Why I am Furious Today

Why I am Furious Today

I am sitting at my childhood pool in Baltimore, and I am furious.

Yaakov and Yonatan are playing in the baby pool along with 2 or 3 other babies and young children. In the middle of the pool, two bikini-clad sisters, one around 10 and another around 15, are playing catch as they keep an eye on their 2-year-old sister. And to my left sits a man in his forties who is watching the girls play. He has come to the pool alone, there is no reason for him to be sitting by the baby pool. But why would he leave? He is enjoying the show.

I feel furious at the creepy man. But mostly I feel fury at a society which fails, so horrifically, to protect it’s daughters.

I grew up at this pool. I know these sweet girls, and the millions like them, who are expected to become sexually active in high school, who will be dealing with issues like intimacy and birth control, and possibly even sexually-transmitted diseases, date-rape, and abortion before their high-school graduations.

The parents of these girls, in almost all cases, love them dearly. They would do anything to protect them from harm. So where are these incredibly devoted, fiercely protective parents when it comes to sexuality outside of a committed relationship at such an insanely young age?

I don’t know.

But seeing these girls reminds me yet again how GRATEFUL I am to be living in a society which raises girls differently. Which guards our daughters for their entire lives through modesty and the wisdom of Jewish tradition.


  1. Why do you make all these assumptions about the things that a woman would go through just because she wears a bikini as a teen? Wearing a bikini doesn’t mean a woman would be raped by her high school graduation or that she would be forced into sexual situations. A bikini is a bikini, it is an article of clothing and perverts will target women whether they are wearing a coat or a bikini. You of all people, should know this given the cases of paedophilia in nachlaot. What is more worrying are the children born in ultra religious households who are easy targets because they know so little about sexuality which makes them vulnerable well into their teens.

    Signed with love,
    Girl who wears bikinis/clothes you would find sexual, had sex before marriage at 21 and married at 22 to the love of her life. No regrets, no one objectifies me. No date rape, no abortion, never taken a contraceptive pill, no STDs on account of only having 1 sexual partner.I am lucky to marry a man who shares my views despite being schooled differently in chabad Jewish school all his life.

    Tell you a secret: men who care overtly about purity are usually using it as a cover for their own inexperience or as a pretext to treat women badly. Which to be fair, for most of history, they have been treated as such. Also, many women feel comfortable expressing their own sexuality and suppressing that aspect of themselves is hellish to them. Who are we to judge.

    • A little harsh response, “S”. I would tend to agree more with Chana Jenny. Exactly what she wrote is what I agree on.All she’s saying is that the Eastern Culture no matter if eastern Indian or anyone go out of their way to protect the girls. Everyone. Mothers and Fathers in the East. And i agree

  2. I agree with you entirely. And while the woman in society flaunt their bodies in immodest and provocative dress they rant how women’s bodies should not be deemed sexual objects. Well if you don’t want that outcome then cover it up for heavens sake and show the world that it’s not available for public view.
......
REQUIRED WORK:
Reproduce word for word the part of the post about the Baltimore pool between "The parents of" and "I don’t know.", inclusive.

RECORDED DATA:
......
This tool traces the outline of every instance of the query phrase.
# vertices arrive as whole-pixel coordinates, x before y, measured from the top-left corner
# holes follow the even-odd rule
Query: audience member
......
ANSWER BOX:
The parents of these girls, in almost all cases, love them dearly. They would do anything to protect them from harm. So where are these incredibly devoted, fiercely protective parents when it comes to sexuality outside of a committed relationship at such an insanely young age?

I don’t know.